TRECHO SELECIONADO:
Nossa posição durante todo o período anterior era de que era necessário dar ao Fora Bolsonaro o sentido da derrubada imediata do governo. Além disso, uma vez que as massas derrubassem esse governo pela força das ruas e auto-organizadas, elas estariam em condições de instaurar uma nova forma revolucionária de governo.

Porém, uma vez que a situação empurrou as massas para o cenário eleitoral, nossa posição foi a de eleger um candidato de um partido operário (Lula), contra o candidato do partido da burguesia. Fizemos isso com total independência de classe. Criticamos o programa de Lula, suas limitações, e inclusive suas atitudes de capitulação política que ameaçavam a própria chance de vitória contra Bolsonaro. Porém, chamamos voto crítico nele contra Bolsonaro.

O resultado de todo esse processo foi que nós vencemos! O Fora Bolsonaro se tornou vitorioso, muito mais pelo ódio e indignação das massas trabalhadoras e da juventude do que por qualquer qualidade política de Lula ou do PT.

Aqui temos, portanto, uma lição importante sobre como podemos lutar e derrotar o “populismo de direita”: por meio da tática da frente única proletária. Por meio dessa tática, mesmo uma organização pequena como era a Esquerda Marxista, se tem posições corretas, se dirige-se às massas em movimento e se oferece uma possibilidade luta unitária por suas necessidades sentidas, tem condições de influenciar uma base social muito maior do que seu número de militantes poderia indicar, e de oferecer um caminho por onde as massas podem se expressar e obrigar as grandes organizações e suas lideranças por esse caminho.

DADOS LISTADOS:
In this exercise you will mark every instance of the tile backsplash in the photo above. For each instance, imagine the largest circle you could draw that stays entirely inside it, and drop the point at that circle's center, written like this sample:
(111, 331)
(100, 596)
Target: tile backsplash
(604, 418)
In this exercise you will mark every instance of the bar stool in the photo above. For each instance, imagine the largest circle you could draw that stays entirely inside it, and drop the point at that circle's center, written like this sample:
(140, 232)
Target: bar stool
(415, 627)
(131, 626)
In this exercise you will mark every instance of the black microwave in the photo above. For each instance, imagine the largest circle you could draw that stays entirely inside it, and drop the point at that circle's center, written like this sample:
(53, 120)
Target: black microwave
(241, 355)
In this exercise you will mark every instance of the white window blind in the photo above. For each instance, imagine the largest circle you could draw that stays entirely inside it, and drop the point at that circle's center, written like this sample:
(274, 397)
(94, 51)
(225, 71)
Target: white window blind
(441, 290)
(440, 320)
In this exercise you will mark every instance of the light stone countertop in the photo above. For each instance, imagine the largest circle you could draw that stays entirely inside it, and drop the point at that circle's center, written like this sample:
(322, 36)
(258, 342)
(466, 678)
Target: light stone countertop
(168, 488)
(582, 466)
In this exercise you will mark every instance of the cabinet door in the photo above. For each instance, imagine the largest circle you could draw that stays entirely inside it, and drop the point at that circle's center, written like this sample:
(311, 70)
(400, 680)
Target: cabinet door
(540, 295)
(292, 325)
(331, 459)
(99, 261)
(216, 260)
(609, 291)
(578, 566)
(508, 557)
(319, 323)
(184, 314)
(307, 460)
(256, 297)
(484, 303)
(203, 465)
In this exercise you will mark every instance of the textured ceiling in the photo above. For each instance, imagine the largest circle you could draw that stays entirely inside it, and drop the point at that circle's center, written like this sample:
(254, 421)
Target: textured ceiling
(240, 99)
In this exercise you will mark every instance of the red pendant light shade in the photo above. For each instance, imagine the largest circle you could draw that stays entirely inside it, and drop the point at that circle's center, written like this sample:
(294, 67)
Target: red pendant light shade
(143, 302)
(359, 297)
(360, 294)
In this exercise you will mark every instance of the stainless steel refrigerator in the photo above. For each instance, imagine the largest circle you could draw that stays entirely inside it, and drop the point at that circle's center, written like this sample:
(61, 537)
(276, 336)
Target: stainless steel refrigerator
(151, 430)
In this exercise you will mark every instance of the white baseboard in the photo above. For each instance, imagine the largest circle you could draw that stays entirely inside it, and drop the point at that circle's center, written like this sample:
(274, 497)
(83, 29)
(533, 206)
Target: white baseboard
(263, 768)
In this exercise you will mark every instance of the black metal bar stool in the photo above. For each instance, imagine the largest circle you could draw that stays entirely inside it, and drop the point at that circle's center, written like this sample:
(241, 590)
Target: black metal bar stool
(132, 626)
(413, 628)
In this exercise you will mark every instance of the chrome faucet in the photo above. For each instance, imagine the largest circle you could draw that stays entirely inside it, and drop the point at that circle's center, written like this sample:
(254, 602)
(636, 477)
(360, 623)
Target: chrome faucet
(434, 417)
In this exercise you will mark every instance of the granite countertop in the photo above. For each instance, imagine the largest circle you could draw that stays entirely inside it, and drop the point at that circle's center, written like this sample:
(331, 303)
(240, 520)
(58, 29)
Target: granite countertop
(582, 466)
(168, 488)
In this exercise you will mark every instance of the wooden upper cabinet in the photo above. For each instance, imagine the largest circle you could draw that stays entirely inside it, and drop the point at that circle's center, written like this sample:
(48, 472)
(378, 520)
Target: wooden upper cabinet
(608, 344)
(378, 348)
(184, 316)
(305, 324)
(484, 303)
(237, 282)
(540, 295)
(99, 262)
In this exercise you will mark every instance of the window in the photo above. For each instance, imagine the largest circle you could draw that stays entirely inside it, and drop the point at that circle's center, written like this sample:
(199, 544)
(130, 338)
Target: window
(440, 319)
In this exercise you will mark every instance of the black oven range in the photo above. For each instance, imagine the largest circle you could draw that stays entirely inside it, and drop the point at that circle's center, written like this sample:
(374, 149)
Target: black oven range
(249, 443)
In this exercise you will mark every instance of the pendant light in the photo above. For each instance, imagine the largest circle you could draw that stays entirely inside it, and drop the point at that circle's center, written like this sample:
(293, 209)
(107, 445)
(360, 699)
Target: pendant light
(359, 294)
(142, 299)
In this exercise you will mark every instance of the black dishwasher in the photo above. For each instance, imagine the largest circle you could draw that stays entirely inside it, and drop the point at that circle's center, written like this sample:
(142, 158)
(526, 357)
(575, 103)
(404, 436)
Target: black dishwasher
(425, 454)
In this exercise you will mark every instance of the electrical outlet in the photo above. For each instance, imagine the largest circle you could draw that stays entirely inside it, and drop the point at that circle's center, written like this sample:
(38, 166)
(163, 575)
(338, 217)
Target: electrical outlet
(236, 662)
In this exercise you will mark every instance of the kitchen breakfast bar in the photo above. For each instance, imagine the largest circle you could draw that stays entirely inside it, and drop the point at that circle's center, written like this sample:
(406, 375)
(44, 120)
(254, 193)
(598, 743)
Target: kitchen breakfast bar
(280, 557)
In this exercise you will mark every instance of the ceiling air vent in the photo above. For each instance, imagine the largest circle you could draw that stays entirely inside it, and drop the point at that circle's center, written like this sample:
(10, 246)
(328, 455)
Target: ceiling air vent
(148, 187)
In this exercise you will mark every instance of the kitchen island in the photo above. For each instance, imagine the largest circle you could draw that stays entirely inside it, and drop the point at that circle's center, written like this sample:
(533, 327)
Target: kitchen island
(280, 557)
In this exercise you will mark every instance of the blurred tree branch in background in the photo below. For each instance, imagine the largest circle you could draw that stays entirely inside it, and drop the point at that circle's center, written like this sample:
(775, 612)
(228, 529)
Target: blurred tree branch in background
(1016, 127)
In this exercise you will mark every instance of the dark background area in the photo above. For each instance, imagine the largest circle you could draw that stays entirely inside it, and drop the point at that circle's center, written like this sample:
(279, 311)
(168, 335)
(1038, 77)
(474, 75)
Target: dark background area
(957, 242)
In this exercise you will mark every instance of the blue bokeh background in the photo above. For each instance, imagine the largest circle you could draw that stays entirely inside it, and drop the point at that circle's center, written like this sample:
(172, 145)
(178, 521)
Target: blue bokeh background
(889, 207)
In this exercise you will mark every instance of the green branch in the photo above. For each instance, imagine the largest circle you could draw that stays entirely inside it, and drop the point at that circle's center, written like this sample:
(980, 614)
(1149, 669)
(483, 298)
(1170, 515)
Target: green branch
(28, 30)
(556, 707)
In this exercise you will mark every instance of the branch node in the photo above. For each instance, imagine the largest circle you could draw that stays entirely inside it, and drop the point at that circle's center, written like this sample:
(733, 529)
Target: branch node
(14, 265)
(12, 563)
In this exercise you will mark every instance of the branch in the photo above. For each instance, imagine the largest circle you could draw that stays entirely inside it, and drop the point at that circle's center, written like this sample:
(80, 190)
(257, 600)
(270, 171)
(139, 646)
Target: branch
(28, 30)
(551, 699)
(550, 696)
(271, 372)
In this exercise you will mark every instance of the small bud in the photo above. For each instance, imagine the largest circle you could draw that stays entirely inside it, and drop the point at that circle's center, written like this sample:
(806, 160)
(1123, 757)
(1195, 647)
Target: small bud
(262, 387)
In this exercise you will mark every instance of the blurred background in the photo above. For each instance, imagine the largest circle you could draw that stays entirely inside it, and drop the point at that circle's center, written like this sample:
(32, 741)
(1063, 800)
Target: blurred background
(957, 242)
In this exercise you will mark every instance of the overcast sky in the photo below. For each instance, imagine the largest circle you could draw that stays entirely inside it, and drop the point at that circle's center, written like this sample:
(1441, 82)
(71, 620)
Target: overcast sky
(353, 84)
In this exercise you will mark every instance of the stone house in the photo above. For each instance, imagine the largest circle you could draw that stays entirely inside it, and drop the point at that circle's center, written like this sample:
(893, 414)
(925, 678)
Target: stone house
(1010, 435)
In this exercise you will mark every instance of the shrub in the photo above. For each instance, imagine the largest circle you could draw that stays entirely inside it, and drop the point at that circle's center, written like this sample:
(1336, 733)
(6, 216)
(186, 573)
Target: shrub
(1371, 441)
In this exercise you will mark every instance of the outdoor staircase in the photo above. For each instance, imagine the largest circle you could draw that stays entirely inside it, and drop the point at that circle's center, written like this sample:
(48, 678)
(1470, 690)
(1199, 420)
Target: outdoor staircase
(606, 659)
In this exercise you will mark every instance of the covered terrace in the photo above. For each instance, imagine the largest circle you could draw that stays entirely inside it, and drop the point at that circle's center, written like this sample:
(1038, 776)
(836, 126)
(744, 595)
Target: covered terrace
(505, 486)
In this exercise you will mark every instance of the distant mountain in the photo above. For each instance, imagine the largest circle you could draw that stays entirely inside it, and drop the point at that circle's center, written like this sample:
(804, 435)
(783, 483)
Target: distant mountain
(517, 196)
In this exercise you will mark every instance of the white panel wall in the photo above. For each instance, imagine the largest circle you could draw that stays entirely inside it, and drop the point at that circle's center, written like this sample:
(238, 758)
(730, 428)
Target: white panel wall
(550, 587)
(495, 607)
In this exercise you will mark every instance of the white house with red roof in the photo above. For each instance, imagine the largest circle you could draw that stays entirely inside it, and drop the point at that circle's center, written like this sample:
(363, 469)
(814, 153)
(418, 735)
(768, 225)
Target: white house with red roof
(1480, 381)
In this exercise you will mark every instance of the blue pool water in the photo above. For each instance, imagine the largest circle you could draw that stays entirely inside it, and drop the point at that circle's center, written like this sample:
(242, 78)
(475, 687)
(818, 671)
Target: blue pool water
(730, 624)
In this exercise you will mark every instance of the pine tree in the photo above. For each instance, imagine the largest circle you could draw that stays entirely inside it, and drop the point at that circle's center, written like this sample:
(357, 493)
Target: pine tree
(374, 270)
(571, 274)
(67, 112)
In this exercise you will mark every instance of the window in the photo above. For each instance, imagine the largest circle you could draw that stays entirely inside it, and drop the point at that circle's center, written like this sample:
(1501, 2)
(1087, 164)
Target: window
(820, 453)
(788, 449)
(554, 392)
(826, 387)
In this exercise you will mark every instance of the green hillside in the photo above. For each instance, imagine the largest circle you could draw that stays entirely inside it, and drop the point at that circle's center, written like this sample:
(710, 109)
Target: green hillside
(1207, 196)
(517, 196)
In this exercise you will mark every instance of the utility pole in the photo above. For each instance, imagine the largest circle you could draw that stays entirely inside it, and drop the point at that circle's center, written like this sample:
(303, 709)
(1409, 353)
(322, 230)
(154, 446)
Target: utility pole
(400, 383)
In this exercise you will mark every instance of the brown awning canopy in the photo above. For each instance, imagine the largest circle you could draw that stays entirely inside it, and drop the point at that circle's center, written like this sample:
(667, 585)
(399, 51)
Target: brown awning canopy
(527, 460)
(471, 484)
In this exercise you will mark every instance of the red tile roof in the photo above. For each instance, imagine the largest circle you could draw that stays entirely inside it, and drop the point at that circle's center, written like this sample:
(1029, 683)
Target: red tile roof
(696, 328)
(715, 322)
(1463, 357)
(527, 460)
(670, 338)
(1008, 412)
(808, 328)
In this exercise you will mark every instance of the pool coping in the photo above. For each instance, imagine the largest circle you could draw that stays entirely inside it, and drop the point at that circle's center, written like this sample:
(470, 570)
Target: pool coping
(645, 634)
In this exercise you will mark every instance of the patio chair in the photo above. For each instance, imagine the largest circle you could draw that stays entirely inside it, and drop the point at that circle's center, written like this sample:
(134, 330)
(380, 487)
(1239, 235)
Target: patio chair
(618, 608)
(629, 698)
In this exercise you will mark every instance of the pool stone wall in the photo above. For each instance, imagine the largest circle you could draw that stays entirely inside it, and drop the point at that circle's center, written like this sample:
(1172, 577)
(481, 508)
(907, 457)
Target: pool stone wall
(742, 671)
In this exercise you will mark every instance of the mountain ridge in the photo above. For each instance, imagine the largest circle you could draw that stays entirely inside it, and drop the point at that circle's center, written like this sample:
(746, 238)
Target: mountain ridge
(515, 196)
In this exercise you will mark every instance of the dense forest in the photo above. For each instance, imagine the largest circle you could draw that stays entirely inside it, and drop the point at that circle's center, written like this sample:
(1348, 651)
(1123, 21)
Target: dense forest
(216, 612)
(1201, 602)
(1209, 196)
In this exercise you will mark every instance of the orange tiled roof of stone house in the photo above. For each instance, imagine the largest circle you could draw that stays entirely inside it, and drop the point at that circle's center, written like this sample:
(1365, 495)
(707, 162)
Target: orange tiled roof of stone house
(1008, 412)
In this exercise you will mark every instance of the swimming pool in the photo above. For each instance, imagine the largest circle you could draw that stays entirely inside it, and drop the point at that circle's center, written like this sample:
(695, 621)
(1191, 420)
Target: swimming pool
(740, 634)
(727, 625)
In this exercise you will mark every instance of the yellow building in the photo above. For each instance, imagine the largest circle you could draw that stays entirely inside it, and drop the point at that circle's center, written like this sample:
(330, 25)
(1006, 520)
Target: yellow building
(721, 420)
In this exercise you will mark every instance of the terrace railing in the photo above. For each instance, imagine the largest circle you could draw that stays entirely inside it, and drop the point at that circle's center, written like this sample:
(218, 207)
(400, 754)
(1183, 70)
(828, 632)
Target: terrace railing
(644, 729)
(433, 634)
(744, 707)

ENUNCIADO: Você pode transcrever, sem alterar nada, a parte do trecho sobre o Fora Bolsonaro que começa com as palavras que contêm "O resultado de" e termina em "Lula ou do PT."?

RESPOSTA ESPERADA:
O resultado de todo esse processo foi que nós vencemos! O Fora Bolsonaro se tornou vitorioso, muito mais pelo ódio e indignação das massas trabalhadoras e da juventude do que por qualquer qualidade política de Lula ou do PT.